**Task requirements**
Pick out every line of the entries below that contains the string "sneaker", and copy each such line in full. Case counts: match the string only where its capitalization is identical.

**Given data**
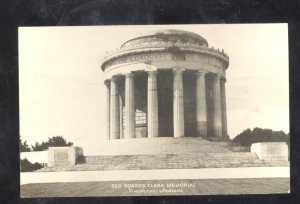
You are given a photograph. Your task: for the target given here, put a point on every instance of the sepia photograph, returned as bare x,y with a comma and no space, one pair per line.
154,110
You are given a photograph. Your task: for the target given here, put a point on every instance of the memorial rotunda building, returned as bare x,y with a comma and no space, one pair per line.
166,83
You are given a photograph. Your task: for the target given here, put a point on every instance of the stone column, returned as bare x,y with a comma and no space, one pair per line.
107,109
223,106
217,117
114,110
201,104
178,114
129,106
121,117
152,105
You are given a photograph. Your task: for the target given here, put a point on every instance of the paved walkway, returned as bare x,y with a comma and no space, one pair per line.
155,174
158,187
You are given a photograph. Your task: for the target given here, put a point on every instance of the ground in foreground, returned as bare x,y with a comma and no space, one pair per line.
158,187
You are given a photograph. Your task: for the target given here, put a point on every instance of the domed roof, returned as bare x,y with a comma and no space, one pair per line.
167,35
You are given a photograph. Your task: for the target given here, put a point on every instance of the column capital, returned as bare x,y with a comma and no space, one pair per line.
113,78
216,76
151,70
201,72
223,79
129,74
178,70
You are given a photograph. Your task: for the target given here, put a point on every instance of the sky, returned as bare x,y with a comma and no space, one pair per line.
62,86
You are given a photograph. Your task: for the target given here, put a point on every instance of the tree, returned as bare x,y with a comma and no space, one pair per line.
55,141
248,136
23,146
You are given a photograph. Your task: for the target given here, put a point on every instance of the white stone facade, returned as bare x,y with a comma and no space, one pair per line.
171,76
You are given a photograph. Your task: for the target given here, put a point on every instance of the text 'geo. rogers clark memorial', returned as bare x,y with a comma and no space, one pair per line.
167,83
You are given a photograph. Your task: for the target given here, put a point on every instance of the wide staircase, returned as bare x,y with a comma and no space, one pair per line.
167,153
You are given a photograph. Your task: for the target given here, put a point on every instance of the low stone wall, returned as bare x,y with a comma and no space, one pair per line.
271,151
63,156
36,156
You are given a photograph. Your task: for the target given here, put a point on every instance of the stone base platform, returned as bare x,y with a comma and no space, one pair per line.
162,145
166,153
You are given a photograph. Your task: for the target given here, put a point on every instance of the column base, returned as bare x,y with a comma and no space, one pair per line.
219,139
202,128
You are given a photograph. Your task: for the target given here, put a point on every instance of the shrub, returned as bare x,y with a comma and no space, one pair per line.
27,166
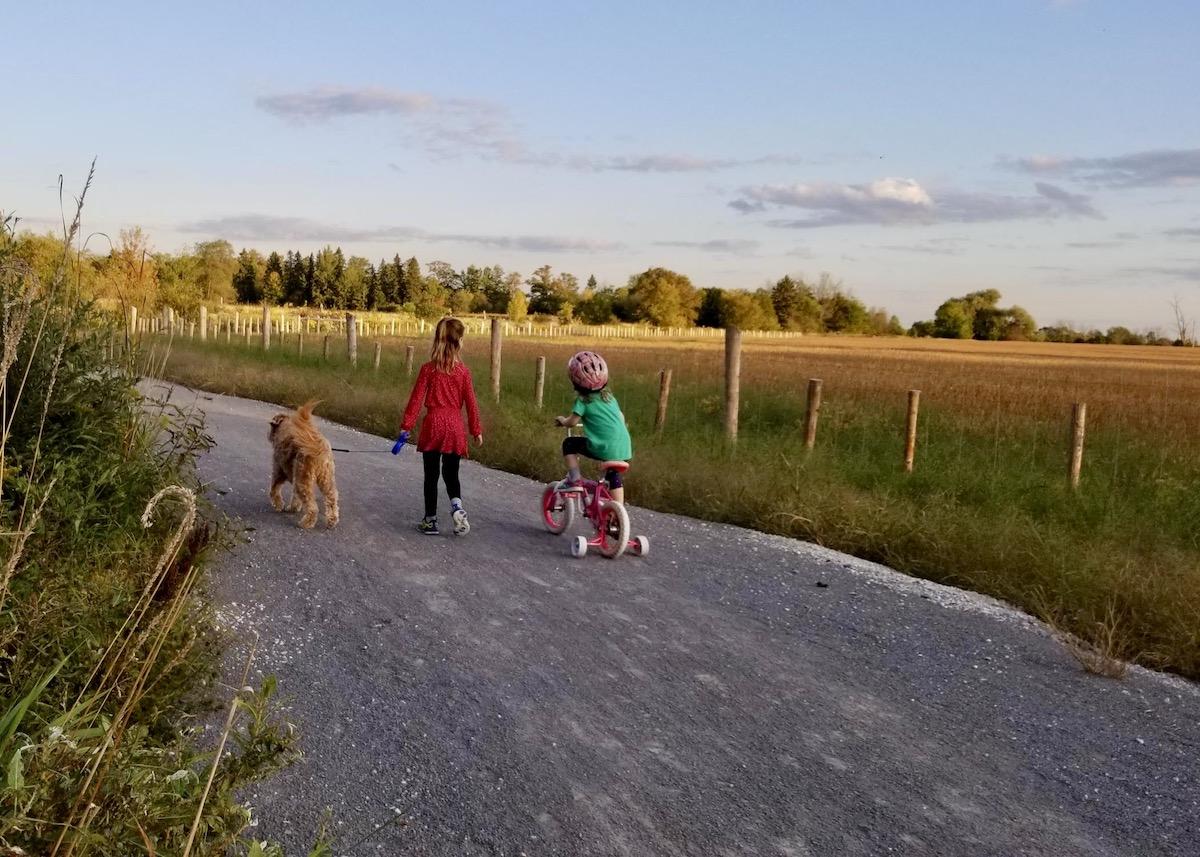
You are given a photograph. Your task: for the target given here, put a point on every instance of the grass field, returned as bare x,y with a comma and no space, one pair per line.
988,507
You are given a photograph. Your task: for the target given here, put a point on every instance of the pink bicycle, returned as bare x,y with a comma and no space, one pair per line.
609,517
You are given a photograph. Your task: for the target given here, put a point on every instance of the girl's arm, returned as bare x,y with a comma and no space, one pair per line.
415,400
468,394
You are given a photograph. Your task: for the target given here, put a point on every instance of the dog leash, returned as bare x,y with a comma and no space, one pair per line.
395,448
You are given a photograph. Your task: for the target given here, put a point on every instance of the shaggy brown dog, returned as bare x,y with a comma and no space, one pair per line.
303,456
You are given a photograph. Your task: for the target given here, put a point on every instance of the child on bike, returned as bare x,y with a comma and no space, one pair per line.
606,437
443,387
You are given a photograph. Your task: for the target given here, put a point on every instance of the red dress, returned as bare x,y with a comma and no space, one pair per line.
443,394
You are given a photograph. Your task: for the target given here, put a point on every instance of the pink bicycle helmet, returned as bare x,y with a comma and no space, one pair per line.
588,371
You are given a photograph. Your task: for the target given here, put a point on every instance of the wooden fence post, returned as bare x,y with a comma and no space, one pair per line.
910,436
811,413
732,381
660,415
539,382
1078,424
497,334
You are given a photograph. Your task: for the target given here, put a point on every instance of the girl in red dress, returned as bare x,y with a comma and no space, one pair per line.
443,387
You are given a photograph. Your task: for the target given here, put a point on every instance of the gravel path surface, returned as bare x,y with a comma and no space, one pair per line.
730,694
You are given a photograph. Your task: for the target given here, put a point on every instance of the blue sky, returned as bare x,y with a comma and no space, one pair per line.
912,150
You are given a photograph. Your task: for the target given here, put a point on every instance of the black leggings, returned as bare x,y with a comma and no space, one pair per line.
579,445
448,462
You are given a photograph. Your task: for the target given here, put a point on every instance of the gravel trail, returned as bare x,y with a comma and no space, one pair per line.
730,694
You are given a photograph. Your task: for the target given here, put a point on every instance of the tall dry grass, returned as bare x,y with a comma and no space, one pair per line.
106,643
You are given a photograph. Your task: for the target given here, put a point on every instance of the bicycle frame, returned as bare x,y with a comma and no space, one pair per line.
609,517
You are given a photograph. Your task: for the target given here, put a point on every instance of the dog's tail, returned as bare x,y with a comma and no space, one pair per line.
304,413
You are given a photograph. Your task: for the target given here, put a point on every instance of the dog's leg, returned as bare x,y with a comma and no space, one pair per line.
303,479
276,491
329,489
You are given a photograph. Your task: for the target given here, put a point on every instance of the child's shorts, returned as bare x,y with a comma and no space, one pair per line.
579,445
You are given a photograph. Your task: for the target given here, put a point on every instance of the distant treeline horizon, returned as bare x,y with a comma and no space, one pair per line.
213,270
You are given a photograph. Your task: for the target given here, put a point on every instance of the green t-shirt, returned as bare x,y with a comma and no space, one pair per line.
605,427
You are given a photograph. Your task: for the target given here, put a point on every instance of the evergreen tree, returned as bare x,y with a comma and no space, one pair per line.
328,277
247,279
412,282
354,283
293,273
372,288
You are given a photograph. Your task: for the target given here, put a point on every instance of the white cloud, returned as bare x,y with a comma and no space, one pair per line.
257,227
892,201
327,102
453,127
1151,168
717,245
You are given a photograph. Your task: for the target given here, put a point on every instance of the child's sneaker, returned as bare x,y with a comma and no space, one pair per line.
461,525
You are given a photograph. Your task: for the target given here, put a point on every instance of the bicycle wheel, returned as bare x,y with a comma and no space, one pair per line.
613,529
557,509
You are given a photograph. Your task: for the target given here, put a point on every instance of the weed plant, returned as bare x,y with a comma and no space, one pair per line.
107,645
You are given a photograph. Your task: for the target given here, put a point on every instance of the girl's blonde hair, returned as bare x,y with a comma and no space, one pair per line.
447,343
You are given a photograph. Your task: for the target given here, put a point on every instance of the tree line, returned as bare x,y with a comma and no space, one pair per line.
978,316
135,275
209,271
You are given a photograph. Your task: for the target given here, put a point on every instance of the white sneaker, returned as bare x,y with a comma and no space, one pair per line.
459,515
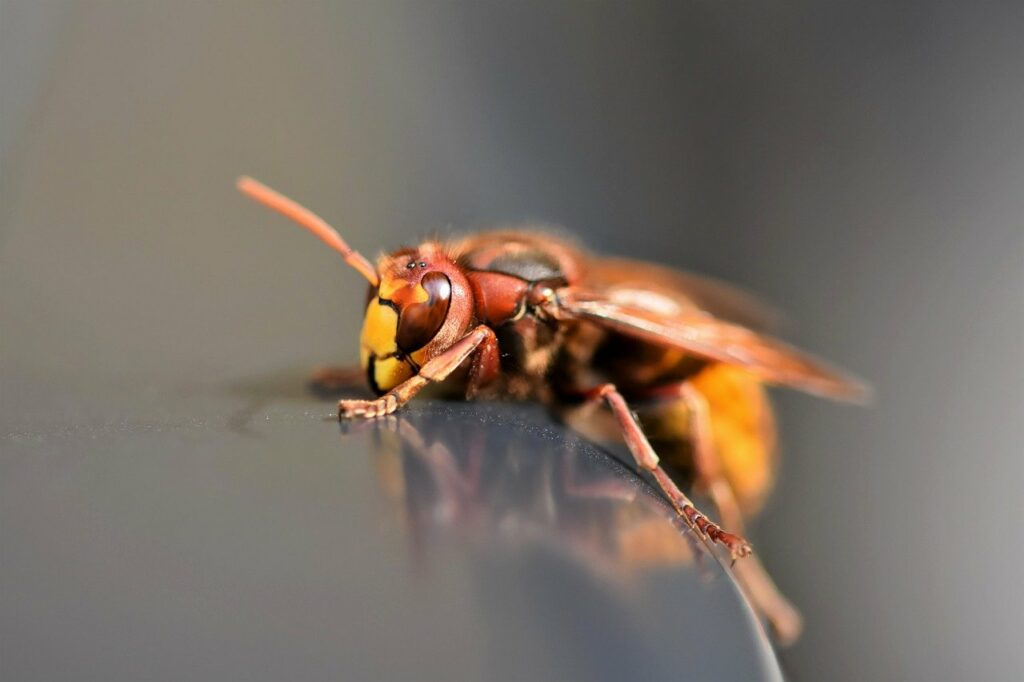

**Solution for this problem**
You are given a photograph. Your task: for the target given here, put a point on every instance of the child's sneaker, returned as bare x,y with a comma and no space, one pair per line.
You are given a photograph. Your task: for the target given here, put a point on every instance of the white sneaker, returned as bare x,y with a comma and no space, one pair per line.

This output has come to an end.